GOAL.
Reproduce all of the data below line for line, changing nothing.

A run of records.
● ● ● ● ●

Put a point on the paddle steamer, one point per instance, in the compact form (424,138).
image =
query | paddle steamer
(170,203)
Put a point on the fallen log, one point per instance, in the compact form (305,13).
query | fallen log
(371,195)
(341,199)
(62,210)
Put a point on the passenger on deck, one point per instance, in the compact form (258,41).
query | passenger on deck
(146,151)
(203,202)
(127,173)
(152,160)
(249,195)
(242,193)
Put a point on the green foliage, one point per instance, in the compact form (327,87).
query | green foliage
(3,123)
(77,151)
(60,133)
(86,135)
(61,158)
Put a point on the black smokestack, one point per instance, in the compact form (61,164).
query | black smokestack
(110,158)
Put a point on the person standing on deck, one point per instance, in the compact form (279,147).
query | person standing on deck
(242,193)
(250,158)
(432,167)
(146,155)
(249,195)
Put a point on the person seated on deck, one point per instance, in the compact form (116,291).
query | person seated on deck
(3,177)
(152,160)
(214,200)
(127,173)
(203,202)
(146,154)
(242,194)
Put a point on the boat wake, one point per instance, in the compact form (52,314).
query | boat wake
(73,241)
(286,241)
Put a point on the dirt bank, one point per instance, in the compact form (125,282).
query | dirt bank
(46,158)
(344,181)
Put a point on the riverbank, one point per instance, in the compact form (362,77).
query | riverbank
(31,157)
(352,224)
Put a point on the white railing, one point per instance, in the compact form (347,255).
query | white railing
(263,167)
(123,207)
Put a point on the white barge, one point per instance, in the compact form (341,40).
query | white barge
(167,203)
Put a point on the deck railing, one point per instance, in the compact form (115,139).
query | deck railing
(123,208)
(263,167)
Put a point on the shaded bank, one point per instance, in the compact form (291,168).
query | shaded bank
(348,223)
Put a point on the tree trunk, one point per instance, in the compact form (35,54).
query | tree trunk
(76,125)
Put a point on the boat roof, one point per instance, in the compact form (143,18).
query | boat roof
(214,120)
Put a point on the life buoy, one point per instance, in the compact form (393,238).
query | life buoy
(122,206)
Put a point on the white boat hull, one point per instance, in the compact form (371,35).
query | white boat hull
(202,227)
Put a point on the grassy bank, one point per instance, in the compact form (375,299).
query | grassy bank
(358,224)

● ● ● ● ●

OUTPUT OF THE EXERCISE.
Put a point on the paddle steamer, one point per instance, in the compact form (424,138).
image =
query | paddle steamer
(170,203)
Put a point on the fallen log, one point per instance, in the compact form (305,13).
query | fallen log
(371,195)
(341,199)
(62,210)
Put a point on the passenger on deck, one point per instance, in the compact form (258,41).
query | passenger on deck
(146,151)
(203,202)
(127,173)
(152,160)
(249,195)
(242,193)
Put a point on the green foliage, one point per instance, in the compact form (327,87).
query | green foliage
(3,123)
(77,151)
(60,133)
(86,135)
(61,158)
Put a point on the black smokestack, one point per instance, in the compact form (61,164).
query | black smokestack
(110,158)
Put a point on the person standing on deck, one point per instance, in the compact form (279,147).
query | person standing on deck
(242,193)
(250,158)
(432,167)
(146,155)
(249,195)
Put a point on the person seated on deck, one point per instance, in the compact form (116,291).
query | person seated on deck
(3,177)
(152,160)
(214,200)
(127,173)
(203,202)
(146,154)
(242,194)
Put a point on the boat wake, one point per instance, in the compact form (52,314).
query | boat wake
(73,241)
(286,241)
Put a point on the dirt bank, one point per instance, in the compact form (125,282).
query | dirt bank
(46,158)
(344,181)
Put a point on the riverbank, one point per instance, in the compact form (362,77).
query | riverbank
(31,157)
(352,224)
Put a point on the white railing, one point per instance, in the compact form (347,255).
query | white railing
(263,167)
(123,207)
Put a point on the white barge, one point per instance, in the compact form (341,40).
query | white barge
(167,203)
Put a point on the deck railing, one point per instance, in the compact form (115,139).
query | deck railing
(123,208)
(263,167)
Put a point on the shaded bank, one point per instance, in the compact form (291,168).
query | shaded bank
(348,223)
Put a point on the tree trunk, one point per instance, in the compact form (35,54).
query | tree trunk
(76,125)
Put a point on the boat roof, one point per instance, in the compact form (143,18).
query | boat roof
(214,120)
Put a point on the life buoy, one point per instance, in the compact form (393,238).
query | life buoy
(122,206)
Put a point on the white boat hull, one point per instance, in the compact form (371,35).
query | white boat hull
(202,227)
Put a point on the grassy bank, one point per instance, in the compact form (375,299).
query | grassy bank
(358,224)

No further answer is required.